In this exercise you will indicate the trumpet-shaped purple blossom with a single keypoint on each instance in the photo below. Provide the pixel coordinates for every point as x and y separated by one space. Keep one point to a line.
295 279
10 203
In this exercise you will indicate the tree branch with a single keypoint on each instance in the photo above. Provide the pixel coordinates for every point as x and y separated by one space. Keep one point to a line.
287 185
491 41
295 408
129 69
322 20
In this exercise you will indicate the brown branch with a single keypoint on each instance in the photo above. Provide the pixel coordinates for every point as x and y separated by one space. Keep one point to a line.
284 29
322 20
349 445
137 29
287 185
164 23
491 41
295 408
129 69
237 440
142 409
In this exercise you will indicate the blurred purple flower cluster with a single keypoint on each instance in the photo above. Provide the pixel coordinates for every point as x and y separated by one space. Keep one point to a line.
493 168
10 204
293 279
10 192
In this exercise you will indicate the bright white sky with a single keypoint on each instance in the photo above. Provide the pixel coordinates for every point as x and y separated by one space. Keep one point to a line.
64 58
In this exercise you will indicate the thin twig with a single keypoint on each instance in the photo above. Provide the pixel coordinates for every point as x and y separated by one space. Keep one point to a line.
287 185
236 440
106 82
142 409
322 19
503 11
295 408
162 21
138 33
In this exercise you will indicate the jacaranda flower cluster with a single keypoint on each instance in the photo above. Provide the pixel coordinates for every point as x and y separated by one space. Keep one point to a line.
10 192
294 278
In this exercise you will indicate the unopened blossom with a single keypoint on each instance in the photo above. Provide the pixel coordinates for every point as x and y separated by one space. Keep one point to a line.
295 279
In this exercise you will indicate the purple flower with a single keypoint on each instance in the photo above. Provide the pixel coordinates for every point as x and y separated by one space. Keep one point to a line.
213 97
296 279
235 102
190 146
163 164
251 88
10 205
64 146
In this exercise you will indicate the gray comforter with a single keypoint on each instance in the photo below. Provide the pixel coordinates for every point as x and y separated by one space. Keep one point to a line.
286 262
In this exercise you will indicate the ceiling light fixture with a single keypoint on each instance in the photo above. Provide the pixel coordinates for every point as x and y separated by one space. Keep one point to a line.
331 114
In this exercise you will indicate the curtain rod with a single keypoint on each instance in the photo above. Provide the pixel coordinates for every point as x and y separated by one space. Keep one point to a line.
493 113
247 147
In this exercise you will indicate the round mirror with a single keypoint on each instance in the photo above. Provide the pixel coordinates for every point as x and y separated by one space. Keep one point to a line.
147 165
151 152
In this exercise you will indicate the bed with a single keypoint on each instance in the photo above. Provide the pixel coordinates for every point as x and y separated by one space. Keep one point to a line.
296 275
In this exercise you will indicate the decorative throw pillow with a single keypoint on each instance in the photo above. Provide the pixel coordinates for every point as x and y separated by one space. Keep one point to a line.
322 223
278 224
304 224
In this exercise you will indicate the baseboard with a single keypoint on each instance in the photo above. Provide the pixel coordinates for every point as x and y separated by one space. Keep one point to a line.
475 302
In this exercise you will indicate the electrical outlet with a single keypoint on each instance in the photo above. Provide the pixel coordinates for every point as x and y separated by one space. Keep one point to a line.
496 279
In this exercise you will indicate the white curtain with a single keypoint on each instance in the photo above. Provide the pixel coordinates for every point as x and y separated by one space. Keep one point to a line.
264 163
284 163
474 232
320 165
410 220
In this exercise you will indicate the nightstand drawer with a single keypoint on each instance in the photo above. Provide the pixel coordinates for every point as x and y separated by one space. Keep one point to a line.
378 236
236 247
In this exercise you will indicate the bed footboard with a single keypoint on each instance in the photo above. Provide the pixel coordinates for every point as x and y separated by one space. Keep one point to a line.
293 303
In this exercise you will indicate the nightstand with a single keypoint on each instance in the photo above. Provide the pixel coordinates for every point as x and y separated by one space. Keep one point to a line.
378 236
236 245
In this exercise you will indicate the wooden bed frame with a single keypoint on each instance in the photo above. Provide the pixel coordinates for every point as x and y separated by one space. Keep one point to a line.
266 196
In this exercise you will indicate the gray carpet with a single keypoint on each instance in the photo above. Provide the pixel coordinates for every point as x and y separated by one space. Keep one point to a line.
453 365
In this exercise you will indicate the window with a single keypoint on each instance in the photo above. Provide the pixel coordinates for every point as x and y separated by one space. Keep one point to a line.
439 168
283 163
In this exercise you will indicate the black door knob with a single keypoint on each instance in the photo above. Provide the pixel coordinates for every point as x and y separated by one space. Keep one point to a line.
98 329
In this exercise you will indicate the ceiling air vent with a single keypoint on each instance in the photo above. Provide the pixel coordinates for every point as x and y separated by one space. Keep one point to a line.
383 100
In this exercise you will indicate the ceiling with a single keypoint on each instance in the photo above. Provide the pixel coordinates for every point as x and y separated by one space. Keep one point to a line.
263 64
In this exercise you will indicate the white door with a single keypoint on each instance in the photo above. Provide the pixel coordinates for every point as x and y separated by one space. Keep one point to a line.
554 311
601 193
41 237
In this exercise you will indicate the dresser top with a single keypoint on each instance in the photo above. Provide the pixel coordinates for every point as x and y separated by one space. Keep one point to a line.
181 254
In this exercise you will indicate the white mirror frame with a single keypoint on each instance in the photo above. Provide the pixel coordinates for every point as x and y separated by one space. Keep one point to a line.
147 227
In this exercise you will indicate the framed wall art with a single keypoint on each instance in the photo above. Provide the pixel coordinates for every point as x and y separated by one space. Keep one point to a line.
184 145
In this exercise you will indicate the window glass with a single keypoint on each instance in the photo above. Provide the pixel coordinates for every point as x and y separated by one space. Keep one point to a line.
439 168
+ + + + +
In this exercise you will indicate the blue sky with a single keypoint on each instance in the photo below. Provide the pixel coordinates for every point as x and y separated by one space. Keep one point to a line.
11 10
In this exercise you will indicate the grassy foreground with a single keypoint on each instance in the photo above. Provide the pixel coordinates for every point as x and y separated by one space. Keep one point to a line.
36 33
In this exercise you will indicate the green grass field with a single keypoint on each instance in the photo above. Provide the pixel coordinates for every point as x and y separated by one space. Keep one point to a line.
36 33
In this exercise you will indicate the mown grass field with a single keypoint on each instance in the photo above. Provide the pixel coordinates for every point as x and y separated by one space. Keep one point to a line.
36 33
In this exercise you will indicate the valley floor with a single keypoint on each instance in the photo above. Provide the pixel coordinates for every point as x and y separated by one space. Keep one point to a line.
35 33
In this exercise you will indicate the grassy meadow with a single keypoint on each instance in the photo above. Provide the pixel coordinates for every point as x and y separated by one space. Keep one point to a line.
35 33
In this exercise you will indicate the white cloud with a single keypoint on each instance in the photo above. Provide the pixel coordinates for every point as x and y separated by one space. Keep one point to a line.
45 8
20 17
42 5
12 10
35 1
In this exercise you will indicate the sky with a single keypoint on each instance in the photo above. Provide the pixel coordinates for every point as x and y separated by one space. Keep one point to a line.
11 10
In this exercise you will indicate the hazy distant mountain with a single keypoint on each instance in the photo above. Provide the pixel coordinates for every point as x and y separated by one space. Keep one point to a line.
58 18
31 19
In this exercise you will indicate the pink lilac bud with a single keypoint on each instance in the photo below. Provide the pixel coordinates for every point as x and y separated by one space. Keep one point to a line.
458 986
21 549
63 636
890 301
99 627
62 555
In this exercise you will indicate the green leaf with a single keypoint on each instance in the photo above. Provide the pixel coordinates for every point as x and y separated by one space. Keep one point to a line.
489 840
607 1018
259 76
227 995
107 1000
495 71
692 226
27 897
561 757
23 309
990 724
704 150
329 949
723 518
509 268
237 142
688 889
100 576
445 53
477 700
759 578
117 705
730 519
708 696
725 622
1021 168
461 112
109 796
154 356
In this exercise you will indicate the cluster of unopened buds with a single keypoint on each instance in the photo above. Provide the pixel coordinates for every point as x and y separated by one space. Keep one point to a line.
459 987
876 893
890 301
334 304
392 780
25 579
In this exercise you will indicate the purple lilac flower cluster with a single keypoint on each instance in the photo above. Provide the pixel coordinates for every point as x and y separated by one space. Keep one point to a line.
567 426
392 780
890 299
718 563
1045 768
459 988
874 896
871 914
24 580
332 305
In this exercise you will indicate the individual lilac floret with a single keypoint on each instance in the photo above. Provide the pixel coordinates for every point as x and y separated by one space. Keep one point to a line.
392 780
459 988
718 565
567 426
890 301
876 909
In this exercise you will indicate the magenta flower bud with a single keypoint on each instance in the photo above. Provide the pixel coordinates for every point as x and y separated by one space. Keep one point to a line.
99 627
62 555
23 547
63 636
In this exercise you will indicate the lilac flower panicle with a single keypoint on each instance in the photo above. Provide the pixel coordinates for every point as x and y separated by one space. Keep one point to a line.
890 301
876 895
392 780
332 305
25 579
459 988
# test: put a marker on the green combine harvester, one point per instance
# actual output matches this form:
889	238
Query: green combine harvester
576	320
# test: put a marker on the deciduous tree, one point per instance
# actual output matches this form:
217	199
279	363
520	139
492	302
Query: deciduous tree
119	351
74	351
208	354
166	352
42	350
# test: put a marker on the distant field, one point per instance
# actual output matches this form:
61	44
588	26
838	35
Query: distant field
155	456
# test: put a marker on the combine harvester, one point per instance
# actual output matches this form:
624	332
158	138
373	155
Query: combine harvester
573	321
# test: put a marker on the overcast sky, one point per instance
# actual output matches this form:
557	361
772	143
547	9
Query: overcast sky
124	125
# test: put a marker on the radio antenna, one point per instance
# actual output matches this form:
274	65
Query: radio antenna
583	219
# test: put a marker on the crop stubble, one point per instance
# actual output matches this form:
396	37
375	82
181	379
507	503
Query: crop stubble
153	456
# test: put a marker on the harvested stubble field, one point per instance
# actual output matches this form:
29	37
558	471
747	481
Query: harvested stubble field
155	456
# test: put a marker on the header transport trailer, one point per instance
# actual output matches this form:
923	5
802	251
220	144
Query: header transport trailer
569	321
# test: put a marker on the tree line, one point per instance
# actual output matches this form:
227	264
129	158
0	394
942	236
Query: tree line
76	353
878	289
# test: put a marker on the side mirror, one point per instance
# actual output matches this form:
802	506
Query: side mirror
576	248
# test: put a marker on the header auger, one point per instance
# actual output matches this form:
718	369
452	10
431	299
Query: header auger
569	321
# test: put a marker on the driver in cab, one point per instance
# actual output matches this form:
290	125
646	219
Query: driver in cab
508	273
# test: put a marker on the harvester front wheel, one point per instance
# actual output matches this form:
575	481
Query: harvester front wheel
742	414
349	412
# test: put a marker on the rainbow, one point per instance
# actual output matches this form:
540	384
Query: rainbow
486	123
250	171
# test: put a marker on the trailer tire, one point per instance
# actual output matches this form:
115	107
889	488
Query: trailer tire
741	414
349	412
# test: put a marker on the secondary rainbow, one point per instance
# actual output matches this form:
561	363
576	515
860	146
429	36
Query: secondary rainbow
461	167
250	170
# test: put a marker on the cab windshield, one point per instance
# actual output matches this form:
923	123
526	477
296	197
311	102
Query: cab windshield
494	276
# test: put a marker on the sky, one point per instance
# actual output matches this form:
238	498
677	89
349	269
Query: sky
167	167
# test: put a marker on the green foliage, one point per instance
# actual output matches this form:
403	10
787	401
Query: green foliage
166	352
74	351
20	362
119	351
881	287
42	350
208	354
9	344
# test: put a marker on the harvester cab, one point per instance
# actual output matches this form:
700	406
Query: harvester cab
+ + + + +
**Instructions to follow:** From the records above, transcribe without alteration every line from the one with "# test: put a marker on the green foliage, one" to the one with "Query: harvester cab", inclusive.

**Solution to the exercise:**
# test: put a marker on the green foliage, one point per instance
# actual output matches this form:
403	10
787	401
Query: green foliage
166	352
74	351
20	362
119	351
881	287
42	350
208	354
9	344
# test: put a marker on the harvester cab, one point per instance
# actual output matches this form:
700	406
Query: harvester cab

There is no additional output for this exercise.